[[ RECORDED INFORMATION, beginning ]]

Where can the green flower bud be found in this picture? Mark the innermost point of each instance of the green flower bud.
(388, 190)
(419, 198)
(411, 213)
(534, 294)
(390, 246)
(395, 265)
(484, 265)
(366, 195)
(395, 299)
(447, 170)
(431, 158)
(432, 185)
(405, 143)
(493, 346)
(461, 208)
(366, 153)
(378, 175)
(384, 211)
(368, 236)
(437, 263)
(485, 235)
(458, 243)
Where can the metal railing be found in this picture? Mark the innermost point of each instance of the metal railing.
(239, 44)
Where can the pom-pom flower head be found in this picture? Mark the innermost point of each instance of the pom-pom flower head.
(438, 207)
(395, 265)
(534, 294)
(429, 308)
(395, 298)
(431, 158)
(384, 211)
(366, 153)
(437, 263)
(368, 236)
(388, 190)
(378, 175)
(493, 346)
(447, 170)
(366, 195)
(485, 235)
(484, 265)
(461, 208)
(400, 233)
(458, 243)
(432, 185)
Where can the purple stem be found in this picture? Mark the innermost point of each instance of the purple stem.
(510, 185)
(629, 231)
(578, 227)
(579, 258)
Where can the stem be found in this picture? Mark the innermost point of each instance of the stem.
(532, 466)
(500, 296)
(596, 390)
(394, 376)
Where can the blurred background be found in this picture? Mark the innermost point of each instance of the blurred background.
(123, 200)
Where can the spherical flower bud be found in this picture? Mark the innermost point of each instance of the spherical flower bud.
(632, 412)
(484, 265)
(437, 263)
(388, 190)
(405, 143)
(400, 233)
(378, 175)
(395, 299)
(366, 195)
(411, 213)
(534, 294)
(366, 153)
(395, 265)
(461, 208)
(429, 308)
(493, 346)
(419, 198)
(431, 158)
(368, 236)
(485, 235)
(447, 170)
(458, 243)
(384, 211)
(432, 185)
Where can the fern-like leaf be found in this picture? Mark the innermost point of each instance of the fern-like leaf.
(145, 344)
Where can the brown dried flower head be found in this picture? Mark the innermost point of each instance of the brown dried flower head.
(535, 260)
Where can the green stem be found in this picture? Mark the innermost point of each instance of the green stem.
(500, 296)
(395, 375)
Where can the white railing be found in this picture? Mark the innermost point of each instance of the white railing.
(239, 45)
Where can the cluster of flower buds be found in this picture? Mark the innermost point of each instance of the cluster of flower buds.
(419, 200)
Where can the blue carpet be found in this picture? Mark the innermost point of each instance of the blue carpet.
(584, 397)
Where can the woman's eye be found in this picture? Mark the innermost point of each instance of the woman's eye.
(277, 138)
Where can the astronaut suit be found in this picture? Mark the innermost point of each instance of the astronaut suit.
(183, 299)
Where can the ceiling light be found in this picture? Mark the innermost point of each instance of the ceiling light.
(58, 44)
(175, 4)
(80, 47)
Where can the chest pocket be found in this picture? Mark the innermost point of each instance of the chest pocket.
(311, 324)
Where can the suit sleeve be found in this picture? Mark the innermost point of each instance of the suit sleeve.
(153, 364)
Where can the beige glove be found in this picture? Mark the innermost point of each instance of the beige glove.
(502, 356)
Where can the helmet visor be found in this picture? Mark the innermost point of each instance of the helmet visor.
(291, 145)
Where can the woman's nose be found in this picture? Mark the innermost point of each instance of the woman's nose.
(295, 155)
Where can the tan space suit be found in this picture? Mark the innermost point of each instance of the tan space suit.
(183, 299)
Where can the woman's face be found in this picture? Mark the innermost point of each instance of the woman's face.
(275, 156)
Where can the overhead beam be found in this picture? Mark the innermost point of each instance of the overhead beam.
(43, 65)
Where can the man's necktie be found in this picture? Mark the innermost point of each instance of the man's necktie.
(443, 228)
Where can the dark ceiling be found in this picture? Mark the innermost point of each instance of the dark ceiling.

[[ RECORDED INFORMATION, end ]]

- **TASK PROMPT**:
Copy out the entries. Leave every line exactly as it is.

- **REPLY**:
Where can the green flower bud be found in this picture? Mark the innermost point of each instance of the green flower bud.
(388, 190)
(419, 198)
(411, 213)
(534, 294)
(390, 246)
(395, 265)
(484, 265)
(366, 195)
(395, 299)
(447, 170)
(431, 158)
(432, 185)
(405, 143)
(493, 346)
(461, 208)
(366, 153)
(378, 175)
(384, 211)
(368, 236)
(437, 263)
(485, 235)
(458, 243)
Where can the metal railing be found in this picture? Mark the innermost point of each instance of the metal railing.
(239, 44)
Where can the pom-pom flower head be found in this picture? Mark the innermost point of each instance of the pom-pom flower head.
(438, 207)
(395, 265)
(534, 294)
(429, 308)
(395, 298)
(431, 158)
(384, 211)
(366, 153)
(437, 263)
(368, 236)
(388, 190)
(378, 175)
(493, 346)
(447, 170)
(366, 195)
(485, 235)
(484, 265)
(461, 208)
(400, 233)
(458, 243)
(432, 185)
Where can the purple stem be found in this picture? Mark the innermost point of each instance of the purple stem.
(510, 185)
(629, 231)
(578, 227)
(579, 258)
Where can the stem be found in this picture? Mark the innermost point of each instance of the stem.
(532, 466)
(500, 296)
(596, 390)
(394, 376)
Where can the blurred background be found in this picture? Mark the innermost point of each instance of the blurred background.
(123, 200)
Where can the spherical flower bud be found in this picture? Mark the innermost point of each instance of the spherical flower bud.
(632, 412)
(484, 265)
(437, 263)
(388, 190)
(405, 143)
(400, 233)
(378, 175)
(395, 299)
(366, 195)
(411, 213)
(534, 294)
(366, 153)
(395, 265)
(461, 208)
(429, 308)
(493, 346)
(419, 198)
(431, 158)
(368, 236)
(485, 235)
(447, 170)
(458, 243)
(384, 211)
(432, 185)
Where can the fern-like leaf be found in this picture? Mark the innermost point of each instance of the fern-like leaf.
(145, 344)
Where can the brown dried flower head be found in this picture? Mark the innermost point of each instance of the brown dried flower head.
(535, 260)
Where can the green stem be found in this picture? Mark the innermost point of each instance of the green stem.
(500, 296)
(395, 375)
Where can the white railing be found in this picture? Mark the innermost point of each instance of the white railing.
(239, 45)
Where can the cluster of flower buds be found in this picture? Mark the innermost point of each instance of the cluster of flower buds.
(419, 200)
Where can the blue carpet be found in this picture? Mark the innermost point of each instance of the blue carpet.
(584, 397)
Where can the woman's eye be found in this picture? Mark the innermost point of each instance of the woman's eye.
(277, 138)
Where can the astronaut suit be found in this picture? Mark the innermost point of each instance of the astronaut suit.
(183, 299)
Where can the ceiling light be found in this picture? Mark the innermost point of each instance of the ceiling light.
(58, 44)
(175, 4)
(80, 47)
Where can the chest pocket be found in this picture? Mark the innermost point of each instance of the chest pocket.
(311, 324)
Where can the suit sleeve be found in this picture? Mark the innermost point of each instance of the suit sleeve.
(153, 364)
Where can the beige glove be found in this picture? Mark the innermost point of each instance of the beige glove.
(502, 356)
Where can the helmet visor be found in this picture? Mark the innermost point of each instance of the helmet visor.
(291, 145)
Where can the woman's nose be found in this picture? Mark the innermost point of each instance of the woman's nose.
(295, 155)
Where can the tan space suit be found in this picture? Mark the innermost point of each instance of the tan space suit.
(183, 299)
Where can the woman's face be found in this picture? Mark the innermost point of each instance of the woman's face.
(275, 156)
Where can the overhead beam be found in this picture? Mark the innermost point of each instance of the overhead beam.
(43, 65)
Where can the man's necktie be found in this picture? Mark the innermost point of each instance of the man's necktie.
(443, 228)
Where can the dark ceiling be found in this picture? Mark the innermost point of each instance of the dark ceiling.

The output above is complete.